What to produce:
Report every line in the material below that contains the string "person", matching case exactly.

Records for this exercise start

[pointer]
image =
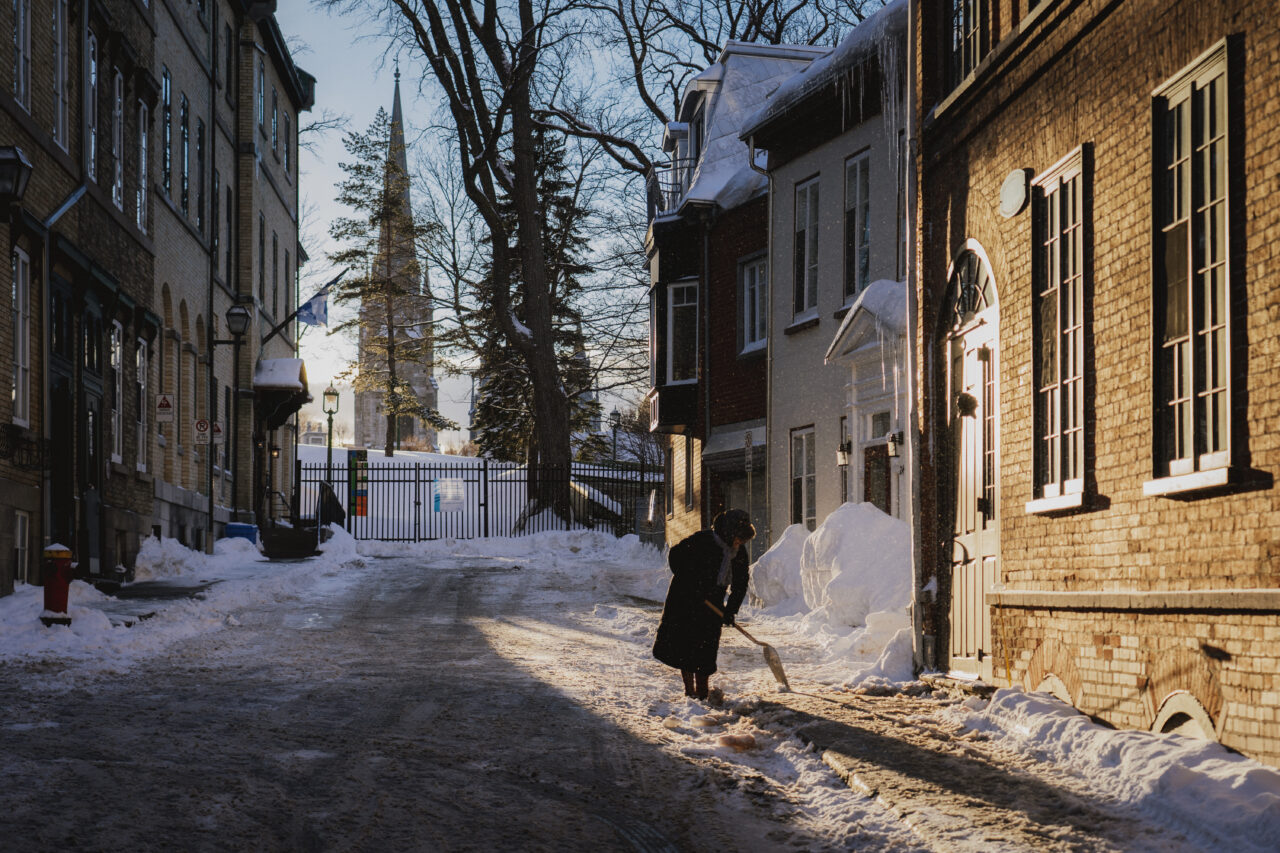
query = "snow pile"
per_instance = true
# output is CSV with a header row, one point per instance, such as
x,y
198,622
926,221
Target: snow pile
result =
x,y
856,562
776,575
1215,797
109,634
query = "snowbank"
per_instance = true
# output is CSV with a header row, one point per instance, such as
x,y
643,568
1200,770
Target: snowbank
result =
x,y
856,562
109,635
1215,797
776,575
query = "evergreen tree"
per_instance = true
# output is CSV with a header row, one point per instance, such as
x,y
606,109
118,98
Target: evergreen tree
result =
x,y
503,425
380,245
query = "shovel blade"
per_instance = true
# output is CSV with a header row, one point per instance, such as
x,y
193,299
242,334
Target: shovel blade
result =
x,y
771,657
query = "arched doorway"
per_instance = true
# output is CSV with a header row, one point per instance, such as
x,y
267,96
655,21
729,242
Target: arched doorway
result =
x,y
972,351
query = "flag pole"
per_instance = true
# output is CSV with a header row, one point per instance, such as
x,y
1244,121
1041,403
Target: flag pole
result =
x,y
289,319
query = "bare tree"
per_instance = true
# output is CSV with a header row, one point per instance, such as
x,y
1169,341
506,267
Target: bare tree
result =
x,y
483,56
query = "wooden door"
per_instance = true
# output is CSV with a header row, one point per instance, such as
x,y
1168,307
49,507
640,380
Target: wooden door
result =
x,y
976,546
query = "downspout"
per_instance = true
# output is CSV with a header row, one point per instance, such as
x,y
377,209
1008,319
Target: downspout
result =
x,y
768,349
46,422
211,347
924,653
707,363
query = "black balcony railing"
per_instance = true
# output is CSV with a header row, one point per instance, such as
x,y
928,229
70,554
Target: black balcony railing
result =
x,y
668,183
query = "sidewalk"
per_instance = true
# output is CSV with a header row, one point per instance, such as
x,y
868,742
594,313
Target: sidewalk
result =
x,y
952,788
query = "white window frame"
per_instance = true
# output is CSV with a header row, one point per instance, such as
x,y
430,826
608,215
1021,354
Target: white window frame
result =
x,y
686,291
858,228
118,140
62,81
22,546
1059,284
805,247
91,108
167,132
22,53
21,310
142,382
144,164
753,277
690,484
1191,112
804,470
184,142
115,357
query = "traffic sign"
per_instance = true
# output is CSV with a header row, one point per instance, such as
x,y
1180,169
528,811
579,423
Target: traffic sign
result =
x,y
164,409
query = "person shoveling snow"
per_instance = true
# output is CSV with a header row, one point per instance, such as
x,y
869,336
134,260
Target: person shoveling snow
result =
x,y
704,566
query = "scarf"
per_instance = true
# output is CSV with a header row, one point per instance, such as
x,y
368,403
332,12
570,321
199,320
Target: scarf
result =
x,y
726,571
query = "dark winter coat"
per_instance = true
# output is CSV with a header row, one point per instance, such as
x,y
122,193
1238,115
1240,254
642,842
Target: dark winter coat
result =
x,y
689,632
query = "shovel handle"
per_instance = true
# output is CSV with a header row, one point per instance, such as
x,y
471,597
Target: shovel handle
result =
x,y
721,614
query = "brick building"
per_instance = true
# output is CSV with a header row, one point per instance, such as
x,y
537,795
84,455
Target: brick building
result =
x,y
77,91
833,135
1097,349
708,255
161,149
225,199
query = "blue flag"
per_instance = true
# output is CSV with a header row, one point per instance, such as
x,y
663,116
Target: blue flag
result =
x,y
315,311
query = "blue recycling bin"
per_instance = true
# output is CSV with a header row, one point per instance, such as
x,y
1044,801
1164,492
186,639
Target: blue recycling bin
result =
x,y
241,530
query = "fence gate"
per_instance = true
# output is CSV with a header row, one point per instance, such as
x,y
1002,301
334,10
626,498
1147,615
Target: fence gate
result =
x,y
411,501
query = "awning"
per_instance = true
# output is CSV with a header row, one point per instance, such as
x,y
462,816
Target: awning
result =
x,y
279,389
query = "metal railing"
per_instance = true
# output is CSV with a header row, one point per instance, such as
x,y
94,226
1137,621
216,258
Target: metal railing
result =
x,y
668,183
480,498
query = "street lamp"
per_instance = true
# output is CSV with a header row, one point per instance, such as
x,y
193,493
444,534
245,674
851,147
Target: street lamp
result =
x,y
330,407
237,323
615,419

Records for this exercise end

Final answer:
query = "person shoveling snow"
Target: person shoveling snow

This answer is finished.